[Region labeling entries]
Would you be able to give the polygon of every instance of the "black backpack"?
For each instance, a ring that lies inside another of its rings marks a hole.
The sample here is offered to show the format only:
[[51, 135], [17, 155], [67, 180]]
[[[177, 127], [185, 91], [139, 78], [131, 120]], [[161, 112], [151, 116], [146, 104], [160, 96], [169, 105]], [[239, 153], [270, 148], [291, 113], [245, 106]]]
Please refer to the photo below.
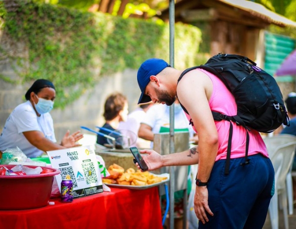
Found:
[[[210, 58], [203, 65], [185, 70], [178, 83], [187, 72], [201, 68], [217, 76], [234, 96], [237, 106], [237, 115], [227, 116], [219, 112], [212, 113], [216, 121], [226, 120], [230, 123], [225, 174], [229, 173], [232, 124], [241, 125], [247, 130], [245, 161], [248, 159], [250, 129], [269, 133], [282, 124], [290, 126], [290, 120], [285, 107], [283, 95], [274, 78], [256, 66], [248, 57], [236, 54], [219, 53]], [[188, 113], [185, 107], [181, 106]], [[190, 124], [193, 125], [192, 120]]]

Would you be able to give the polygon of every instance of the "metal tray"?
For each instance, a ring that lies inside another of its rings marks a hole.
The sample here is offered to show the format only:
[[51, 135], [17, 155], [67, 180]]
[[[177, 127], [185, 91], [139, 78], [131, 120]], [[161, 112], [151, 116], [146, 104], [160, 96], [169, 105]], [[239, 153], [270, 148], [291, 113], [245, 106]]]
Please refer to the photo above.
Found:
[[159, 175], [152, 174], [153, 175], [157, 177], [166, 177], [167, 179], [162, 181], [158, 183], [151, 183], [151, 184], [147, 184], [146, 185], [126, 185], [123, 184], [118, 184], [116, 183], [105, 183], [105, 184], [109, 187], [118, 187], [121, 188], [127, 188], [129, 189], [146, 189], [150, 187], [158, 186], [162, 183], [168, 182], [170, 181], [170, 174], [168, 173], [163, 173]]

● PROBLEM STATEMENT
Rewrite the listing from its first line up to and including the line with "125], [192, 120]]]", replacing "black backpack" with "blue backpack" and keeping everything else the same. Omit the pictures from your answer.

● WRITTEN SOLUTION
Would you be able to give the polygon of every instance of the "blue backpack"?
For each instance, a ring that lies inside another of its rings marks a hole.
The sample here is offered to show the format only:
[[51, 135], [17, 155], [67, 180]]
[[[177, 127], [185, 91], [139, 78], [131, 120]], [[161, 112], [151, 116], [146, 104], [160, 96], [169, 105]], [[239, 153], [270, 148], [291, 113], [245, 106]]]
Please refer to the photo below.
Found:
[[[210, 58], [203, 65], [185, 70], [178, 83], [187, 72], [201, 68], [217, 76], [234, 96], [237, 106], [237, 115], [227, 116], [219, 112], [212, 113], [216, 121], [226, 120], [230, 123], [225, 174], [229, 173], [232, 124], [241, 125], [247, 130], [245, 161], [248, 159], [250, 129], [269, 133], [282, 124], [290, 126], [290, 120], [285, 107], [283, 95], [274, 78], [256, 66], [248, 57], [236, 54], [219, 53]], [[188, 113], [185, 107], [181, 106]], [[190, 124], [193, 125], [192, 120]]]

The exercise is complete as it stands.